▶ **WHAT YOU ARE ASKED TO DO**: Output nothing but the lines from the one holding "Ground wispy cloud" to the end of the listing. Reproduce them exactly, without the pictures.

>>

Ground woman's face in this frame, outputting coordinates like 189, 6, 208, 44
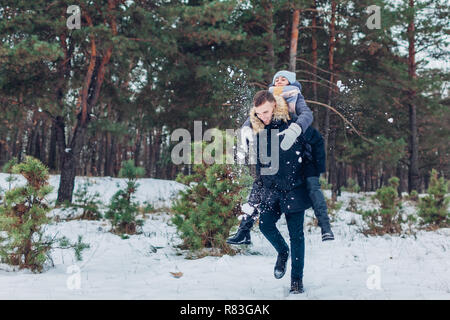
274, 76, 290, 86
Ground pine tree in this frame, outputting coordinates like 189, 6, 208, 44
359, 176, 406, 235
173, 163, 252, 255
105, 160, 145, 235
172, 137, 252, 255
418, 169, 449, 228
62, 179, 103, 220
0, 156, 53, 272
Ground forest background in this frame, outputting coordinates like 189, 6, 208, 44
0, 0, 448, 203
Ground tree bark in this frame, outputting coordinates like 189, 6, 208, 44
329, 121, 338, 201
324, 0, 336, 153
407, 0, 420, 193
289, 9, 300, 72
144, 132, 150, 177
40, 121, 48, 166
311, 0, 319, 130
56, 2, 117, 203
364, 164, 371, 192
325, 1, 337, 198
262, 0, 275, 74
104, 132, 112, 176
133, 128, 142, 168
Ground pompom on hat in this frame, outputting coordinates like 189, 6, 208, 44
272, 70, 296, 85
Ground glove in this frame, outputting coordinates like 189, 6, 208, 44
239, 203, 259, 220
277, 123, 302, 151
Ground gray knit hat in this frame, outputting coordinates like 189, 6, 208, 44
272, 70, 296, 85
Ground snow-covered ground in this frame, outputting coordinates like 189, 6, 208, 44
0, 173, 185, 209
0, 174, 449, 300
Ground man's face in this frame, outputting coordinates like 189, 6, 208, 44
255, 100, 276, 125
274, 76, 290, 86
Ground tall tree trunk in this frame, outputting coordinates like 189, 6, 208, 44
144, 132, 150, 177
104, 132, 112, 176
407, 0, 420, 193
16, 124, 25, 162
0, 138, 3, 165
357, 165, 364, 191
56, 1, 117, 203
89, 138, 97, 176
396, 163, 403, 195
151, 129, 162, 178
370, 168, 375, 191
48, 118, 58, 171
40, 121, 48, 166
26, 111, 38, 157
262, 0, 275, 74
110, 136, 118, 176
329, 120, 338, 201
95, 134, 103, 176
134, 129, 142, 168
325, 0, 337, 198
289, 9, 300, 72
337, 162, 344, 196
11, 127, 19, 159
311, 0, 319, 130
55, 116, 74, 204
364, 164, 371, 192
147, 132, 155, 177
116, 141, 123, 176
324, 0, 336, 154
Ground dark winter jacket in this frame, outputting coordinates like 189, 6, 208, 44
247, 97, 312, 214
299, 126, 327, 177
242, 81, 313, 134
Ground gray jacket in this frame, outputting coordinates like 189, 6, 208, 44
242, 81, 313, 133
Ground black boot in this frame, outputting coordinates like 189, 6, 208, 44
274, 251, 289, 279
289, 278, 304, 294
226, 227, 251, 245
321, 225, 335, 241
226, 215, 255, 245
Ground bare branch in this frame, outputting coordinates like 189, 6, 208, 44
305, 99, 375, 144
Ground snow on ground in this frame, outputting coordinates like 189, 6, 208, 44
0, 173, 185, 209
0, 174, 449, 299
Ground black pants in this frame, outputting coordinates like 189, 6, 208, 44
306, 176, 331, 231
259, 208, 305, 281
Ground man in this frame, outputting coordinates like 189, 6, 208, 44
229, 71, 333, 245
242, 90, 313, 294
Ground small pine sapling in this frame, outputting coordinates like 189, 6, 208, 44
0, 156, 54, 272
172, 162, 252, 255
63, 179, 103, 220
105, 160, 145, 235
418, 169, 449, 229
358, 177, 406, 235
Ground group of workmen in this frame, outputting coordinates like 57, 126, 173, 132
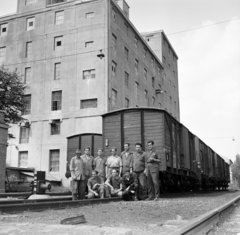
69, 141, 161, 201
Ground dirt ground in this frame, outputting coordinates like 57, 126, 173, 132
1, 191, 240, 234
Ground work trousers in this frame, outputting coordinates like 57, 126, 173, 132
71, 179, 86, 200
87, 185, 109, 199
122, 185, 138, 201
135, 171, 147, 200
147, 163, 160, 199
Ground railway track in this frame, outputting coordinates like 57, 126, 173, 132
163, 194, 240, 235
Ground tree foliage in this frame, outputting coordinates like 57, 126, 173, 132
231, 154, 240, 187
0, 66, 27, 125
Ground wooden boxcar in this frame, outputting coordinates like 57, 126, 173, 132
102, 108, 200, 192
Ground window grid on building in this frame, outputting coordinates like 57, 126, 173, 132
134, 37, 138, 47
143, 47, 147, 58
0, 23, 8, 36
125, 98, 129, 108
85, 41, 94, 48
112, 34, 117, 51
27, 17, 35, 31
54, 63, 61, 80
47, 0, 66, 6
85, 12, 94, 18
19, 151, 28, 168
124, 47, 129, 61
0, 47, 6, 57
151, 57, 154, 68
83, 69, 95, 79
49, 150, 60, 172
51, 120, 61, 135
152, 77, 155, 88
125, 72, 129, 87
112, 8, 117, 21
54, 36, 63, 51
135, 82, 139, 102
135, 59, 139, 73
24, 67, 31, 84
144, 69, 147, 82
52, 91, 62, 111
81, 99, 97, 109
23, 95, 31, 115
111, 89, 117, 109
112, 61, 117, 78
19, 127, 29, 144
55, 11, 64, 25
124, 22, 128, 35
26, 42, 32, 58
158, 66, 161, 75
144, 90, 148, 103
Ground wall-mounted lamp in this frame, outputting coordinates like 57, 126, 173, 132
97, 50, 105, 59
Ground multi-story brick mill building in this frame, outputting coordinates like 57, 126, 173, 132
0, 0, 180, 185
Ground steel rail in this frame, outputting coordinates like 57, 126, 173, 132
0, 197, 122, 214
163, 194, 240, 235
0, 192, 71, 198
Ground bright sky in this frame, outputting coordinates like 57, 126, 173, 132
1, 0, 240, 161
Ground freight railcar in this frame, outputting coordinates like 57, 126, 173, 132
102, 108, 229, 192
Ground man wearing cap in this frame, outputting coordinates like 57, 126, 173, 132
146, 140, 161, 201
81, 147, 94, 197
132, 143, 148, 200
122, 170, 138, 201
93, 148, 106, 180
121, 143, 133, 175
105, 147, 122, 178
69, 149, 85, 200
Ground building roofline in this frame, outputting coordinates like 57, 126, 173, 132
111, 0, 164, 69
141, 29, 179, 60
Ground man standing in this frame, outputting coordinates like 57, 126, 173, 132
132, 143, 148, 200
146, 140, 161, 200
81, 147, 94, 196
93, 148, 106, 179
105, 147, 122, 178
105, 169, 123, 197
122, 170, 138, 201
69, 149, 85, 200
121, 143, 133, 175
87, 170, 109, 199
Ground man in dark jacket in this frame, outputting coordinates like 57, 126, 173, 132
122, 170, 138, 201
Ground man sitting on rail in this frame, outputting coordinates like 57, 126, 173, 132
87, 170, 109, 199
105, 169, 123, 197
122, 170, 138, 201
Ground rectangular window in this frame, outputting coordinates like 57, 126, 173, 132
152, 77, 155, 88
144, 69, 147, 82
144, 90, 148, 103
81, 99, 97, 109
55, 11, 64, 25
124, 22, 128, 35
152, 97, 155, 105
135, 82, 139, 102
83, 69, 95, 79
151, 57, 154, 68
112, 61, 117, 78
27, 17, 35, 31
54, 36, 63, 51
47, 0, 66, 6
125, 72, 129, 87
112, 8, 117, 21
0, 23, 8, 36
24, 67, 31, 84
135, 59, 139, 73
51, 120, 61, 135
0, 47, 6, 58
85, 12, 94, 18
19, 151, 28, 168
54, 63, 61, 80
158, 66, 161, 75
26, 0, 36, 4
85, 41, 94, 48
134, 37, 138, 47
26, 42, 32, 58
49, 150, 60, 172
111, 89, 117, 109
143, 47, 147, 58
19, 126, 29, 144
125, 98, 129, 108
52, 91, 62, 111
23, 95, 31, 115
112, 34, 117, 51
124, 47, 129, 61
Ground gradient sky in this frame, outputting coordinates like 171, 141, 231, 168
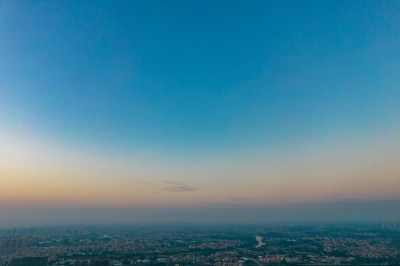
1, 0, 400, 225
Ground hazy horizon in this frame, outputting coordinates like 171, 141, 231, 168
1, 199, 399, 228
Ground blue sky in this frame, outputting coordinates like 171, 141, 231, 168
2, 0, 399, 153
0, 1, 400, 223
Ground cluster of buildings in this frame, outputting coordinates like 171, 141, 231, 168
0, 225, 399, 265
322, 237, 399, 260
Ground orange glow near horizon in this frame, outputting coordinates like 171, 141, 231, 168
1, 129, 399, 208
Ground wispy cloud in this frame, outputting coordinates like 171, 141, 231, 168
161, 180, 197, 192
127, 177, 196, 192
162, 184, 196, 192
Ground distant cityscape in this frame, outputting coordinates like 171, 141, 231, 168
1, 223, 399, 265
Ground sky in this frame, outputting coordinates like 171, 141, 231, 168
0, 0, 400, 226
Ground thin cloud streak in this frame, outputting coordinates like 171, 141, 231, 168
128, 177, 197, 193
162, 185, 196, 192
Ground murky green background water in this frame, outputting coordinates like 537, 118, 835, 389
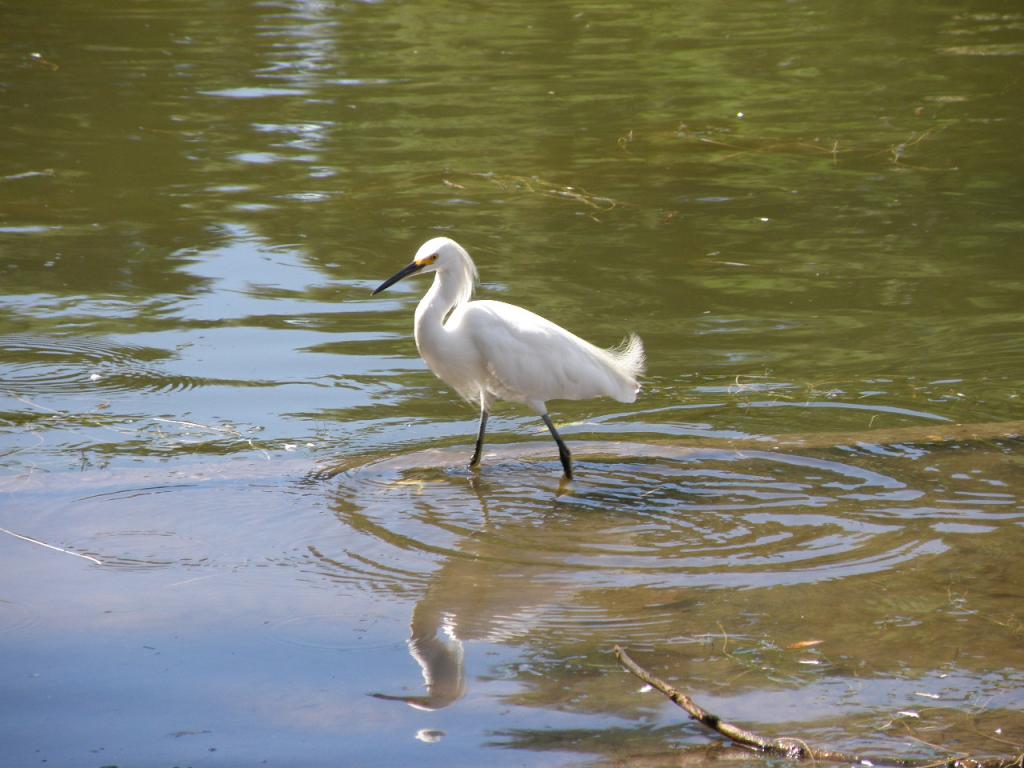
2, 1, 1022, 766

<<

▶ **REPLY TO THE TASK**:
Ground wispy cloud in this frame, outputting coordinates like 171, 141, 231, 168
161, 180, 197, 192
127, 177, 196, 192
162, 184, 196, 192
Ground distant cityscape in this frame, outputting coordinates like 171, 141, 231, 168
1, 223, 399, 265
Ground sky in this frame, outputting coordinates like 171, 141, 231, 168
0, 0, 400, 226
Ground thin cloud streak in this frame, outputting coordinates like 171, 141, 231, 168
128, 177, 197, 193
162, 185, 196, 192
Ground murky green background water in this frame, outputting coordinates like 537, 118, 835, 389
2, 1, 1022, 766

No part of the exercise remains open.